WHAT THE TASK REQUIRES >> In the response, each entry below should appear again exactly as given.

RECORDS FOR THIS TASK >>
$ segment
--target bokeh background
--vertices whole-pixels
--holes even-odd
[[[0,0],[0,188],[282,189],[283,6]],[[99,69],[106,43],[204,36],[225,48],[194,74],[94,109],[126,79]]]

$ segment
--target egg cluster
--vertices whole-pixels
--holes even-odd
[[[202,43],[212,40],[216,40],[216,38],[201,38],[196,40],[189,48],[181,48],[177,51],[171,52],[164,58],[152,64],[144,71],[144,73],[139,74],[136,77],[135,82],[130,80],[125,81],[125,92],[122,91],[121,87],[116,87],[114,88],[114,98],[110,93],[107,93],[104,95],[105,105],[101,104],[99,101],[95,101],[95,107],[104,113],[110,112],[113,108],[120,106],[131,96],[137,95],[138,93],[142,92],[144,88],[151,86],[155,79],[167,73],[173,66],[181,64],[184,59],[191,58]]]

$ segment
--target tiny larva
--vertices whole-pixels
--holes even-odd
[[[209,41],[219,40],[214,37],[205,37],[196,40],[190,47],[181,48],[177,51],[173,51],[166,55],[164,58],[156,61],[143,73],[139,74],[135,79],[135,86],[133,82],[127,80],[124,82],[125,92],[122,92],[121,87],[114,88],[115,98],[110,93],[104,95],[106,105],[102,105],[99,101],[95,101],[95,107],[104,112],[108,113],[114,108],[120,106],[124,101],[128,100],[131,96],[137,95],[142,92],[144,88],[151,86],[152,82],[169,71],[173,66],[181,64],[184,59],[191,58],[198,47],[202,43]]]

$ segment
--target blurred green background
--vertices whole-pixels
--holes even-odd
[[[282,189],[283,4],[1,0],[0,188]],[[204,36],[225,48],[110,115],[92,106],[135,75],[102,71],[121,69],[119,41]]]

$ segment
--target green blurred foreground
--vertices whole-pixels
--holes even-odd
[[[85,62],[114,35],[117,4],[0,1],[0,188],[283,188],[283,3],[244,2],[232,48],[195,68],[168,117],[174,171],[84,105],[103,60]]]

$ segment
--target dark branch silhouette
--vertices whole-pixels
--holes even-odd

SOLUTION >>
$ segment
--target bokeh background
--vertices whole-pixels
--holes even-odd
[[[0,0],[0,188],[282,189],[283,6]],[[99,69],[106,43],[204,36],[225,48],[194,74],[94,109],[126,79]]]

$ segment
--target egg cluster
--vertices whole-pixels
--holes even-odd
[[[202,43],[212,40],[216,40],[216,38],[201,38],[196,40],[189,48],[181,48],[177,51],[171,52],[164,58],[152,64],[144,71],[144,73],[139,74],[136,77],[135,82],[130,80],[125,81],[125,92],[122,91],[121,87],[116,87],[114,88],[114,98],[110,93],[107,93],[104,95],[105,105],[101,104],[99,101],[95,101],[95,107],[104,113],[110,112],[113,108],[120,106],[131,96],[137,95],[138,93],[142,92],[144,88],[151,86],[155,79],[167,73],[173,66],[181,64],[184,59],[191,58]]]

$ segment
--target tiny larva
--vertices whole-pixels
--holes even-odd
[[[209,41],[219,40],[214,37],[205,37],[196,40],[190,47],[181,48],[177,51],[173,51],[166,55],[164,58],[156,61],[143,73],[139,74],[135,79],[135,86],[133,82],[127,80],[124,82],[125,92],[122,92],[121,87],[114,88],[115,98],[110,93],[104,95],[106,105],[102,105],[99,101],[95,101],[95,107],[104,112],[108,113],[114,108],[120,106],[124,101],[128,100],[131,96],[137,95],[142,92],[144,88],[151,86],[152,82],[169,71],[173,66],[181,64],[184,59],[191,58],[198,47],[202,43]]]

$ segment
--target blurred green background
--vertices whole-pixels
--holes even-odd
[[[282,189],[283,4],[1,0],[0,188]],[[204,36],[225,48],[110,115],[92,106],[135,75],[102,71],[121,69],[119,41]]]

$ segment
--target green blurred foreground
--vertices whole-pixels
--holes even-odd
[[[85,62],[114,35],[117,4],[0,1],[0,188],[283,188],[283,3],[244,2],[232,48],[195,68],[168,117],[174,171],[84,105],[103,60]]]

$ segment
--target dark branch silhouette
--vertices whole-pixels
--holes even-odd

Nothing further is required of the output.